- [WORK TO BE COMPLETED]: Repeat, exactly and alone, every line from the line that contains "of the column" to the end of the entries.

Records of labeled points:

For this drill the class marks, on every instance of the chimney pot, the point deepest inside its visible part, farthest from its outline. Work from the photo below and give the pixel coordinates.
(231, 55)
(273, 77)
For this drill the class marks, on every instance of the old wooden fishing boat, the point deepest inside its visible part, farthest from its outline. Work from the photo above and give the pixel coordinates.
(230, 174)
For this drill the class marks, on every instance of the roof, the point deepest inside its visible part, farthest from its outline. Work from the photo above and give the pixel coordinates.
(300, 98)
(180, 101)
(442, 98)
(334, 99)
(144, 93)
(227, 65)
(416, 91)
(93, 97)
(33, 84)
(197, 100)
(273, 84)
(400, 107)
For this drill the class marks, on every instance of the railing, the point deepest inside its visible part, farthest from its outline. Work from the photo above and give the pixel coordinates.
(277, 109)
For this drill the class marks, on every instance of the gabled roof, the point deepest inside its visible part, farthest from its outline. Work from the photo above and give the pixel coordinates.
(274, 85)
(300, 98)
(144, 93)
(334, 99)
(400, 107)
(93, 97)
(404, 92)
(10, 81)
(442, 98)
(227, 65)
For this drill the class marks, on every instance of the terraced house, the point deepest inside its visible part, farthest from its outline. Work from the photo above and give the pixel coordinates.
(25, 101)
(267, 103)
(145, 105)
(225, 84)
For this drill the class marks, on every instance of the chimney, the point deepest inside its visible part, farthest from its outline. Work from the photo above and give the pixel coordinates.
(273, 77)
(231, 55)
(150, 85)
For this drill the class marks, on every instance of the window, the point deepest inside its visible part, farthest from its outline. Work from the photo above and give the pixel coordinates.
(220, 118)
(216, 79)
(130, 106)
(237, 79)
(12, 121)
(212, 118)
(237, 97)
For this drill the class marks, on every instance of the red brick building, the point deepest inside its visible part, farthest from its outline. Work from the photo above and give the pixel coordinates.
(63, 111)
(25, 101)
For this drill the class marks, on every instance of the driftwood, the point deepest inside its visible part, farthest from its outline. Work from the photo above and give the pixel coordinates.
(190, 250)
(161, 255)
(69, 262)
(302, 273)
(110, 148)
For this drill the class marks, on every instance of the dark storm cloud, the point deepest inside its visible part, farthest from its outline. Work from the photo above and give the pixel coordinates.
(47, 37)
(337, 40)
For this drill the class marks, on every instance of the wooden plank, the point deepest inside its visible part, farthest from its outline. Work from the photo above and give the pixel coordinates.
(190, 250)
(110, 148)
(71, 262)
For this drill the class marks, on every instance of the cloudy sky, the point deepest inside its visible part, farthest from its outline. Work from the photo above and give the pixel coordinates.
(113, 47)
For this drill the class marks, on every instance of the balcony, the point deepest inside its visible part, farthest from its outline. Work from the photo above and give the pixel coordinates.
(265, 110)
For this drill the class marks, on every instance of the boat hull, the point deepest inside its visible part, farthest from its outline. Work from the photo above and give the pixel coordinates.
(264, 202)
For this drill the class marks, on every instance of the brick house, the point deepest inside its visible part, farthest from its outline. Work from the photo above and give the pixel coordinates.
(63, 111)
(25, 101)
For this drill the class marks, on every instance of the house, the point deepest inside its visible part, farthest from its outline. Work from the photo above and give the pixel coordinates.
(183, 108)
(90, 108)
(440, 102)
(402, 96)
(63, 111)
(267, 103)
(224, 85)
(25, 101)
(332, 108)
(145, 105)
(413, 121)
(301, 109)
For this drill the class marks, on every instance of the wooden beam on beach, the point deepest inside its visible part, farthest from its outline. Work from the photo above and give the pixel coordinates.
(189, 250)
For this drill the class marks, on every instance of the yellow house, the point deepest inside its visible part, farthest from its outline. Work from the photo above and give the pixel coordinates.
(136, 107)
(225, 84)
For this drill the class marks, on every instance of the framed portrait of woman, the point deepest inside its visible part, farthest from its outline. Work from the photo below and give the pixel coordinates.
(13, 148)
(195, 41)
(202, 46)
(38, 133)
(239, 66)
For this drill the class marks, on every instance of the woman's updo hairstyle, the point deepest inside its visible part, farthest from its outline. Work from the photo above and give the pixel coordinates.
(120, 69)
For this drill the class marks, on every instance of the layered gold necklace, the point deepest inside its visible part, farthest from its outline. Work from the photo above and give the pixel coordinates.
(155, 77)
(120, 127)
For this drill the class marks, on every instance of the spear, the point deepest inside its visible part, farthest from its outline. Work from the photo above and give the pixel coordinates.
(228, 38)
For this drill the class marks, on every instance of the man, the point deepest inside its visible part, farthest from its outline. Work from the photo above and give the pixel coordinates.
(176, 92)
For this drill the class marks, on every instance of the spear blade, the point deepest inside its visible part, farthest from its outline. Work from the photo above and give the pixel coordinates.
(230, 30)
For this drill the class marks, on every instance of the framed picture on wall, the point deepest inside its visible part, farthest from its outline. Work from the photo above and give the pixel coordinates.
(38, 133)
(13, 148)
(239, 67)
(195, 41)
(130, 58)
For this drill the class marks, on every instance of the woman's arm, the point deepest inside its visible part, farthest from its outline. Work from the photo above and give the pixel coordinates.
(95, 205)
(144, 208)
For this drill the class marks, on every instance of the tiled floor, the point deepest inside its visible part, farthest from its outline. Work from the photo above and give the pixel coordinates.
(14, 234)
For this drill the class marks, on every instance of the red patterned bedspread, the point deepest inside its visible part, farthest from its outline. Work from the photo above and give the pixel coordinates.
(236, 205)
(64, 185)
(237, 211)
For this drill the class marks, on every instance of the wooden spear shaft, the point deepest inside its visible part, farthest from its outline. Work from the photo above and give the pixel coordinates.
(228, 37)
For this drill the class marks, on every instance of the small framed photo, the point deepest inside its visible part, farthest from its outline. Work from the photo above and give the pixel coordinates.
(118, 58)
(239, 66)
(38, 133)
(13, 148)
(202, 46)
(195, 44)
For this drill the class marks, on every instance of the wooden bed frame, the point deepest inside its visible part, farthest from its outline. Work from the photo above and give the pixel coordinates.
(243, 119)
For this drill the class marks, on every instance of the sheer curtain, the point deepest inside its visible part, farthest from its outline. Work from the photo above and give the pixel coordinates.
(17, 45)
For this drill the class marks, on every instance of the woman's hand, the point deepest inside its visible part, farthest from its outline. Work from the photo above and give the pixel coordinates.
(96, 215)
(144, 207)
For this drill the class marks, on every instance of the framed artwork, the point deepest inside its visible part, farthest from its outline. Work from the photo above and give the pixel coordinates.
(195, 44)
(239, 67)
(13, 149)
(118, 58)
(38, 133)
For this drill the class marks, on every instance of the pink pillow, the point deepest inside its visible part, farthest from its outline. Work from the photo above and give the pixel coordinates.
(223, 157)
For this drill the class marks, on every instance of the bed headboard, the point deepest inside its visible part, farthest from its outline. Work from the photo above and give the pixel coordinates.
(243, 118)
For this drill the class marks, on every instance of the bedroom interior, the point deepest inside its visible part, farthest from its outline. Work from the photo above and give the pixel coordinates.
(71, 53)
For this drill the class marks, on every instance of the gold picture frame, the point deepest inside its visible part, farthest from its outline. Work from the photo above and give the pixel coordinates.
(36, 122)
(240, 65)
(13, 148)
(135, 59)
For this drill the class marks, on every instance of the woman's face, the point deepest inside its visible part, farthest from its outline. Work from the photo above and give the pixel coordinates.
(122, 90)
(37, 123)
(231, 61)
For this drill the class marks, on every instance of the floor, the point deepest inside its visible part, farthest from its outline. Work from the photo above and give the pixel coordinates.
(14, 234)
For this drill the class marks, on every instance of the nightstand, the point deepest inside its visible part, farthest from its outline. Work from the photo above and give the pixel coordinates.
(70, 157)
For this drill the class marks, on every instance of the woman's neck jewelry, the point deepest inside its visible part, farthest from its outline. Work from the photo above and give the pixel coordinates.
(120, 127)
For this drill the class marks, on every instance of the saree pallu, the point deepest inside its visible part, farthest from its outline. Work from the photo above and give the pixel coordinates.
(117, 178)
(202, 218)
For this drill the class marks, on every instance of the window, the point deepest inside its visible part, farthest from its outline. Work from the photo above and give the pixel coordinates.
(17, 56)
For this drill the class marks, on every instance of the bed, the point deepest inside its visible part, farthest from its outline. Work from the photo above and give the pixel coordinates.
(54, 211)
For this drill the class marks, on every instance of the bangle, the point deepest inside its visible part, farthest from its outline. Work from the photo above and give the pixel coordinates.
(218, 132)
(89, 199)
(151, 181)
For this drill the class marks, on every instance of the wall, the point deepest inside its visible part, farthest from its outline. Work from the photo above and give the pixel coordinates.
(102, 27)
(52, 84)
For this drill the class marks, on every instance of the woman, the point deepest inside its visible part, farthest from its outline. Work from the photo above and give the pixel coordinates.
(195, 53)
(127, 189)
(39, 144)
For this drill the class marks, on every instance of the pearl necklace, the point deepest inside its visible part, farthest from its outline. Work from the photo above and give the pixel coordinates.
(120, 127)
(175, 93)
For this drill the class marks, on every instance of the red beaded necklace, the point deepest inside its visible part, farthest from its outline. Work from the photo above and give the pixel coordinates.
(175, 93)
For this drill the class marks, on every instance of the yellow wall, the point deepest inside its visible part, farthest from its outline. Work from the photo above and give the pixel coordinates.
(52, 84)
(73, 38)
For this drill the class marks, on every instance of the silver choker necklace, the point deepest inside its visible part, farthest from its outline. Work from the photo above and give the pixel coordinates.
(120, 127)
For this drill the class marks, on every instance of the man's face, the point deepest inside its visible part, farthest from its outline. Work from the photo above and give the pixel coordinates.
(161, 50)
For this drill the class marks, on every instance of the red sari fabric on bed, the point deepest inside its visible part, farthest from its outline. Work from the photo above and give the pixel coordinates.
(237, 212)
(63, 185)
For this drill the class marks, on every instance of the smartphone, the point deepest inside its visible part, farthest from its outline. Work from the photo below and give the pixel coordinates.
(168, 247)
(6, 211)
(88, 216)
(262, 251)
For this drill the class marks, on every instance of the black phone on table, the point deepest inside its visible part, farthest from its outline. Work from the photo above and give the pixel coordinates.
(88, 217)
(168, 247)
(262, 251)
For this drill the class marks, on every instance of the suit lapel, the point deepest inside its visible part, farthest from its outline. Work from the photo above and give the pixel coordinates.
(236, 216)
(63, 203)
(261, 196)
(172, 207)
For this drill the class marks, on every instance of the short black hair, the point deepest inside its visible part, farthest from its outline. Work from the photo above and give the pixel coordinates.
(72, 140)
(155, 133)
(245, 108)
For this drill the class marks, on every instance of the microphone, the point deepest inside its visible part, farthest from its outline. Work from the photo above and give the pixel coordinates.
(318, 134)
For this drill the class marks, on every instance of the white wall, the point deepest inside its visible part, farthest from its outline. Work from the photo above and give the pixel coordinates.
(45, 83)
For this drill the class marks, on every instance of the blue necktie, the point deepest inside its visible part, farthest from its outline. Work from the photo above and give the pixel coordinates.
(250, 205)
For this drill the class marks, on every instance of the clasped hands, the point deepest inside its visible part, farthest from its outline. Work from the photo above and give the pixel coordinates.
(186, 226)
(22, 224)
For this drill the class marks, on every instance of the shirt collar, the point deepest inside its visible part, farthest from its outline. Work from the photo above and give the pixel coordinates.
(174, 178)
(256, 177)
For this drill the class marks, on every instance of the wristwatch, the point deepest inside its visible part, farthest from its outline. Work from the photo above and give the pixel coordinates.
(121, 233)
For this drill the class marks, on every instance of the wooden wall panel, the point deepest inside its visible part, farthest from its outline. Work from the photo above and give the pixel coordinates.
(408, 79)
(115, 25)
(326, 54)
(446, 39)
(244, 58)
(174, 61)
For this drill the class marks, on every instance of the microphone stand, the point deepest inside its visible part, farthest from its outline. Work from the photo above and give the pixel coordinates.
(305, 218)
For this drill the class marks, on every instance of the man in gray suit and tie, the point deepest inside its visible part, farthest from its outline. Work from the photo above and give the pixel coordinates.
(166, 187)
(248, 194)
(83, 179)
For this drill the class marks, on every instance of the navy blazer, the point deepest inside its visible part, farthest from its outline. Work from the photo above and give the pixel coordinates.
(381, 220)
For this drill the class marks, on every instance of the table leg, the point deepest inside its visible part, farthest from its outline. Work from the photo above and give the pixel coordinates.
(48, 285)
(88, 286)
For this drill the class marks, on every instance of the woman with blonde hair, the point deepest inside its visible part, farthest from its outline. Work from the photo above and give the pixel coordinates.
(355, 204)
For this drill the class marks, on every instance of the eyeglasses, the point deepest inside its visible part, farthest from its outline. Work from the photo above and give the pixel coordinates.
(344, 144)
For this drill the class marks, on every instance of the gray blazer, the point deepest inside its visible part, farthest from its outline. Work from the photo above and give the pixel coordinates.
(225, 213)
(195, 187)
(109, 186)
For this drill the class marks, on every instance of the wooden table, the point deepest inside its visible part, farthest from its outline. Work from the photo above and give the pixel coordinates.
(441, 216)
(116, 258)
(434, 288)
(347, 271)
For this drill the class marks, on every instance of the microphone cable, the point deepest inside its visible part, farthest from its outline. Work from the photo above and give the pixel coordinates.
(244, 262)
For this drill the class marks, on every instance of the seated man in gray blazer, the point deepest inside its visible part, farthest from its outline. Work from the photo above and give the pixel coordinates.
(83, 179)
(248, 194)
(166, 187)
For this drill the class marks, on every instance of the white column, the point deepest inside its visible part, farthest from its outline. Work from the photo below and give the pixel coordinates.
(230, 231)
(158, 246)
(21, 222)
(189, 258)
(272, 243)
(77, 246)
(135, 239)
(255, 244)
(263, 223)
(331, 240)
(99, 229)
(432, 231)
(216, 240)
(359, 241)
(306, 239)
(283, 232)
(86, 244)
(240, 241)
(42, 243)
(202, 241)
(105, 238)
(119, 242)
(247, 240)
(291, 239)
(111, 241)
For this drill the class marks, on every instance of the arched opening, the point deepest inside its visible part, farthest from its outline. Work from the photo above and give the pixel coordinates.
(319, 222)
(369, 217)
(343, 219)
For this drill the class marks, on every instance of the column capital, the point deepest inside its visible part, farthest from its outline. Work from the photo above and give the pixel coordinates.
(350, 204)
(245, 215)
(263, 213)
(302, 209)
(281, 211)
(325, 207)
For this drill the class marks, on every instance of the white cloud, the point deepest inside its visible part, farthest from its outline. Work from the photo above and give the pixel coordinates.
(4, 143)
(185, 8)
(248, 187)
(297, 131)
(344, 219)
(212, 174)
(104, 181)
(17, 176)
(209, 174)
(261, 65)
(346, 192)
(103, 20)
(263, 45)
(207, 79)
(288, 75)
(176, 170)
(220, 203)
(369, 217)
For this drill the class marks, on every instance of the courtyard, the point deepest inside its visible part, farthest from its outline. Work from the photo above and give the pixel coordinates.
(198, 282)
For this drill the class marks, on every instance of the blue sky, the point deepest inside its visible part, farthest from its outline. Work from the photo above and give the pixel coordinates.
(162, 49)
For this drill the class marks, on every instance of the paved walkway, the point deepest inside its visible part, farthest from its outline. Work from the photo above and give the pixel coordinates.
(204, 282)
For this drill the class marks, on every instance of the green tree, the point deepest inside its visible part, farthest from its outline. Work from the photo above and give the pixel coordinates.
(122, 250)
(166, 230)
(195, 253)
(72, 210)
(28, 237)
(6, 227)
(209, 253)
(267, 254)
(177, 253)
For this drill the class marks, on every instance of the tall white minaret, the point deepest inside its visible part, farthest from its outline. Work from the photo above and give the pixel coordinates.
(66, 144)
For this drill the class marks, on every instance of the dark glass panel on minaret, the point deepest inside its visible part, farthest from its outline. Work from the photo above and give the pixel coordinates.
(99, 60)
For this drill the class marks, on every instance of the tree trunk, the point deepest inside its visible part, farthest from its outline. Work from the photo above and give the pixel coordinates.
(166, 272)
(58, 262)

- [RESPONSE TO THIS TASK]:
For this drill the class marks, on every instance of the column capital, the point deepest inside its visible part, farthest from its outline. Work from the photo above and give the pixel coordinates.
(350, 204)
(245, 215)
(263, 213)
(302, 209)
(281, 211)
(325, 207)
For this drill the class marks, on every instance of the white cloud, the point deepest inside its visible part, farthest from its outline. Work from the photo above and give the pixel coordinates.
(4, 143)
(185, 8)
(248, 187)
(297, 131)
(344, 219)
(212, 174)
(104, 181)
(17, 176)
(209, 174)
(261, 65)
(346, 192)
(103, 20)
(263, 45)
(207, 79)
(288, 75)
(176, 170)
(220, 203)
(369, 217)
For this drill the class marks, on every instance of the courtyard, the point deepest inside its visible part, farthest from its outline. Work from the photo above and give the pixel coordinates.
(198, 282)
For this drill the class marks, on every instance of the blue sky, the point deepest inside its visible part, farthest from its outline. Work from the photo above and give the pixel coordinates.
(162, 49)
For this drill the class marks, on every instance of the paved walkway, the point deepest inside its visible part, farthest from its outline. Work from the photo above and give the pixel coordinates.
(204, 282)
For this drill the class marks, on every instance of the green tree, the point deepest inside its visible part, farthest from its outline. Work from the photo above and give the pixel coordinates.
(122, 250)
(166, 230)
(195, 253)
(72, 210)
(28, 237)
(6, 227)
(209, 253)
(267, 254)
(177, 253)
For this drill the class marks, on every instance of the tall white minaret, the point deepest inside its visible part, farthest from its outline. Work from the photo above and give the pixel coordinates.
(66, 144)
For this drill the class marks, on every instance of the dark glass panel on minaret, the point deepest inside its visible part, farthest from its outline. Work from the photo above and give the pixel coordinates.
(99, 60)
For this drill the class marks, on every instance of the tree trunk, the point deepest inside its visible part, farthest from its outline. Work from the photo above and give the pixel coordinates.
(166, 272)
(58, 262)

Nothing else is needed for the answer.